* Begin Record excerpts *

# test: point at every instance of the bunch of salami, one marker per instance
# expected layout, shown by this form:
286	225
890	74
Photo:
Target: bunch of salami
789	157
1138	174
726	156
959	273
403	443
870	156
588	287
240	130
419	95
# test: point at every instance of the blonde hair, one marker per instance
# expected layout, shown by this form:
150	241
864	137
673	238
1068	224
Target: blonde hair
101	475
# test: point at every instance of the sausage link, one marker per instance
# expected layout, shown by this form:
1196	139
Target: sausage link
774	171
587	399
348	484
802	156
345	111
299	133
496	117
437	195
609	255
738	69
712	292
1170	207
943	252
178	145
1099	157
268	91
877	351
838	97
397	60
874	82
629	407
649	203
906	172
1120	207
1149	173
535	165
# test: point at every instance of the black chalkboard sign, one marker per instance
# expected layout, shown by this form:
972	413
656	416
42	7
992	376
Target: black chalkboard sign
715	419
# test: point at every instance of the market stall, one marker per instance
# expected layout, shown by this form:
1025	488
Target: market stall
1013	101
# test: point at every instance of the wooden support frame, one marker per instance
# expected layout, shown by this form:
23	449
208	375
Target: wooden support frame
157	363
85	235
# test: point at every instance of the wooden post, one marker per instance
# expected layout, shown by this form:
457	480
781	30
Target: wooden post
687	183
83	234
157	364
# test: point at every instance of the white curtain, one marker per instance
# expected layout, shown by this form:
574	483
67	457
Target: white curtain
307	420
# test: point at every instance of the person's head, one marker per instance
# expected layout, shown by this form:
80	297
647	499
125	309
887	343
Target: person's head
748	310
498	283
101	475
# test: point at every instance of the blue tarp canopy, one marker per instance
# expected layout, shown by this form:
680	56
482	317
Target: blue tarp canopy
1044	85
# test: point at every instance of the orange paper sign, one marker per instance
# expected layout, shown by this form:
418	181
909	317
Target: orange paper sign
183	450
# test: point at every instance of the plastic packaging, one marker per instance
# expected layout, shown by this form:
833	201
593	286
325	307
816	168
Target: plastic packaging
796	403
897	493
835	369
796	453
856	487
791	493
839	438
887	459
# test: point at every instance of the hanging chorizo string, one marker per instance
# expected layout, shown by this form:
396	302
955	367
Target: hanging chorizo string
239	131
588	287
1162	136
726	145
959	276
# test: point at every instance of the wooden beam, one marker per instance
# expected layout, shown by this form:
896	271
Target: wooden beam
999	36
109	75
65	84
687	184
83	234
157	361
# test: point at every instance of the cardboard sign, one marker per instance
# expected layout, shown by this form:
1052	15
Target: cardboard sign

* End Record excerpts *

• Short task:
Please convert the data above into a JSON list of strings. Begin at the line that contains "# test: point at every instance of the hanging", stop at the last line of the data, use one string per line, and leave out any blank lines.

• Answer to this exercise:
[
  "# test: point at every instance of the hanging chorizo string, one marker per instance",
  "# expected layout, shown by this form:",
  "396\t302",
  "955\t367",
  "Target: hanging chorizo string",
  "239\t131",
  "588\t287",
  "1162\t136",
  "726\t145",
  "959\t276",
  "# test: point at every instance of the wooden beam, one marker per instance",
  "# expected layout, shown by this form:",
  "896\t271",
  "Target: wooden beam",
  "999\t36",
  "109\t75",
  "65\t84",
  "687\t184",
  "83\t234",
  "157\t361",
  "# test: point at every instance of the cardboard sign, one marker per instance",
  "# expected layout, shown by this form:",
  "1052\t15",
  "Target: cardboard sign"
]